TEXTAUSZUG:
★ ★ ★ ★ ★ ★ ★
Im Blutrausch des Satans

Italien, 1971

Originaltitel:

Reazione a catena

Alternativtitel:

Bahía de sangre (ESP)

La baie sanglante (FRA)

Blood Bath (GBR)

Ecologia del delitto

A Bay of Blood

Bay of Blood

Twitch of the Death Nerve

Carnage

Regisseur:

Mario Bava

Kamera:

Mario Bava

Inhalt

Nach dem gewaltsamen Ableben einer Gräfin regiert unter den potentiellen Erben einer idyllisch gelegenen Bucht Mord- und Totschlag...

Review

I

 

Spätestens seit der KATZE UND DEM KANARIENVOGEL frei nach John Willard wissen wir, dass beim Erben die Freundschaft aufhört. Bei der Aussicht auf klingende Münze kennt nach der Testamentsverlesung manch einer seine besten Verwandten nicht mehr. Wie war das gleich bei Edgar Wallace und seinem INDISCHEN TUCH? Neun Erben sechs Nächte lang zusammengepfercht auf Schloss Lebanon. Das Kleingedruckte im Letzten Willen: Sollte einer der Erben das Schloss früher verlassen oder bei seinem Aufenthalt –diabolisches Kichern- „entschlafen“, wird sein Anteil unter den Verbliebenen aufgeteilt. Und fürderhin wird jeden Morgen am Frühstückstisch ein weiterer Stuhl frei...
★ ★ ★ ★ ★ ★ ★
BEREITGESTELLTE DATEN:

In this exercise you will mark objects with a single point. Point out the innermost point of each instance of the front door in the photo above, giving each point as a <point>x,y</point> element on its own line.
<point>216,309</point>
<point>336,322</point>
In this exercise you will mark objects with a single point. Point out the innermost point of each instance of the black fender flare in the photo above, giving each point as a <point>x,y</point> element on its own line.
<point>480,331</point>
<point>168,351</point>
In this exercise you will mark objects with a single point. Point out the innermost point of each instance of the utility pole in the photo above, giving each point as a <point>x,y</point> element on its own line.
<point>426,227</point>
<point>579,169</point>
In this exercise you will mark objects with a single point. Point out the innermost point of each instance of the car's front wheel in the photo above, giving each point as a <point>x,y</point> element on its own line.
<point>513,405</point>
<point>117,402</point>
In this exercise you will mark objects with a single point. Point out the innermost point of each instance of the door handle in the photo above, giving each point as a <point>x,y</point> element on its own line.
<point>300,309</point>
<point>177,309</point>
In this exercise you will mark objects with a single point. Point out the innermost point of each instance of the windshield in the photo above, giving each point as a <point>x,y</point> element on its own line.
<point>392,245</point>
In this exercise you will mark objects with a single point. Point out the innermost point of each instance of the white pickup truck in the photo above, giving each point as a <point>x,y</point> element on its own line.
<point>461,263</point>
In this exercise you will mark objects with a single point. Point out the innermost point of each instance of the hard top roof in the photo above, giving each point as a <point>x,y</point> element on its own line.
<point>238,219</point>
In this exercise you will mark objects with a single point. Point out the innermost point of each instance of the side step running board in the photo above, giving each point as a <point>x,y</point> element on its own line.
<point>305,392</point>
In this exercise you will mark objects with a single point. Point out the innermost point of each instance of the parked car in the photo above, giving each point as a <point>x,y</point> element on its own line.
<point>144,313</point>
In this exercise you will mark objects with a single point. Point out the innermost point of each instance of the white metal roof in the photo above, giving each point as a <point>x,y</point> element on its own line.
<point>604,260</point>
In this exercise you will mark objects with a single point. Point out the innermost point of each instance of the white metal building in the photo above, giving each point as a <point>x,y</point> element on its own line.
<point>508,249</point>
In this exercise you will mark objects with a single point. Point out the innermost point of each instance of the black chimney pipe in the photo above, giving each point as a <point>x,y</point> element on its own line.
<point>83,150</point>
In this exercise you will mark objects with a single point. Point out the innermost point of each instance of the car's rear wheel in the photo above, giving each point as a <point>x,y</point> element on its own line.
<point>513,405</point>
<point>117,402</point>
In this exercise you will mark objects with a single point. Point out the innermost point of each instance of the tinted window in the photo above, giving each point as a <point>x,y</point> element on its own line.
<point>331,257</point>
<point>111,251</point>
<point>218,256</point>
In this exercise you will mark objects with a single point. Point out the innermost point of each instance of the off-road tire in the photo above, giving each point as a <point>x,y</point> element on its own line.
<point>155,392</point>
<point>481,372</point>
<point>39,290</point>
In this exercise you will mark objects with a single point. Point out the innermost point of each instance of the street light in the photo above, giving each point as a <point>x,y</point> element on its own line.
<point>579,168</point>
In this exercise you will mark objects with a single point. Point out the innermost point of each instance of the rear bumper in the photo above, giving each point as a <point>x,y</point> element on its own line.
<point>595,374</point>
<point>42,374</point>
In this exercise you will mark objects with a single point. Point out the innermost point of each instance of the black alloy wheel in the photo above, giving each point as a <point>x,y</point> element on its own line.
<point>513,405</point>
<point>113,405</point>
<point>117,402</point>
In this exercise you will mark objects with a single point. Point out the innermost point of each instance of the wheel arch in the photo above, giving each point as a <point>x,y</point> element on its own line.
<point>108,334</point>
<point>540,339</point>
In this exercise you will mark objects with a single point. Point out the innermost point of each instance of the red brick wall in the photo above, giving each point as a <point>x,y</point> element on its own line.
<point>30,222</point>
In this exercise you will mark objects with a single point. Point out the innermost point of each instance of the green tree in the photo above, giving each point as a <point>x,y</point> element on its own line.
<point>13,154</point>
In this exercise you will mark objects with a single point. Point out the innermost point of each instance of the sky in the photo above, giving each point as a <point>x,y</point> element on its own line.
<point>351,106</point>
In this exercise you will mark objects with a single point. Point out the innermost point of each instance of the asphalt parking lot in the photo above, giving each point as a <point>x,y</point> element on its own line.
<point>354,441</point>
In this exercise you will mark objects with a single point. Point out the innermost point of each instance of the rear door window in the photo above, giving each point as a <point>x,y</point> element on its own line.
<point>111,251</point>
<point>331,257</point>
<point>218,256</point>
★ ★ ★ ★ ★ ★ ★
AUFGABE 1:
Beantworten Sie anhand des Textauszugs über den Film „Im Blutrausch des Satans“ die folgenden Fragen:
(a) Wie lautet der Originaltitel des Films?
(b) Wer ist als Regisseur und zugleich als Kameramann angegeben?
(c) Wie viele Erben werden bei Edgar Wallace auf Schloss Lebanon zusammengepfercht, und wie viele Nächte lang?
AUFGABE 2: Schreiben Sie aus dem Textauszug über den Film „Im Blutrausch des Satans“ den Abschnitt wortgetreu ab, beginnend bei „Spätestens seit der“ und endend bei „weiterer Stuhl frei...“.
AUFGABE 3: Führen Sie den Textauszug über den Film „Im Blutrausch des Satans“ von der Stelle an weiter, an der er endet.

ANTWORT 1:
(a) Reazione a catena
(b) Mario Bava
(c) Neun Erben, sechs Nächte lang

ANTWORT 2:
Spätestens seit der KATZE UND DEM KANARIENVOGEL frei nach John Willard wissen wir, dass beim Erben die Freundschaft aufhört. Bei der Aussicht auf klingende Münze kennt nach der Testamentsverlesung manch einer seine besten Verwandten nicht mehr. Wie war das gleich bei Edgar Wallace und seinem INDISCHEN TUCH? Neun Erben sechs Nächte lang zusammengepfercht auf Schloss Lebanon. Das Kleingedruckte im Letzten Willen: Sollte einer der Erben das Schloss früher verlassen oder bei seinem Aufenthalt –diabolisches Kichern- „entschlafen“, wird sein Anteil unter den Verbliebenen aufgeteilt. Und fürderhin wird jeden Morgen am Frühstückstisch ein weiterer Stuhl frei...

ANTWORT 3:
 

II

 

Im Metier des italienischen Giallo besangen mörderische Barden oft und gerne das große Erbensterben. Die reiche Tante verschieden? Das große Geld zum Greifen nahe? - Um den ganzen Kuchen zu erwischen, wurde auch in unserem heißgeliebten „gelben Genre“ ohne Zögern zu drastischen Mitteln gegriffen. Schau nach in Evergreens wie TÖDLICHES ERBE, NAKED YOU DIE, SOLOKONZERT FÜR EINE PISTOLE oder SIEBEN TOTE IN DEN AUGEN DER KATZE. Wer teilt schon gerne?

 

III

 

Die vermögende Gräfin Federica Donati stirbt vor ihrer Zeit...an einem Strick um ihren Hals. Neben viel Barem hinterlässt sie auch eine idyllisch gelegene Bucht. In der buckligen Verwandschaft versammeln sich Raffgier, Geldnot, Egoismus und allgemeine Niedertracht. Alle sind sie scharf auf den zu erbenden Grund und Boden. Auf den haben aber auch schon die bösen Nachbarn ein Auge geworfen. Auch die gehen über Leichen, damit das Erbe bloß einem Verkaufswilligen zufällt.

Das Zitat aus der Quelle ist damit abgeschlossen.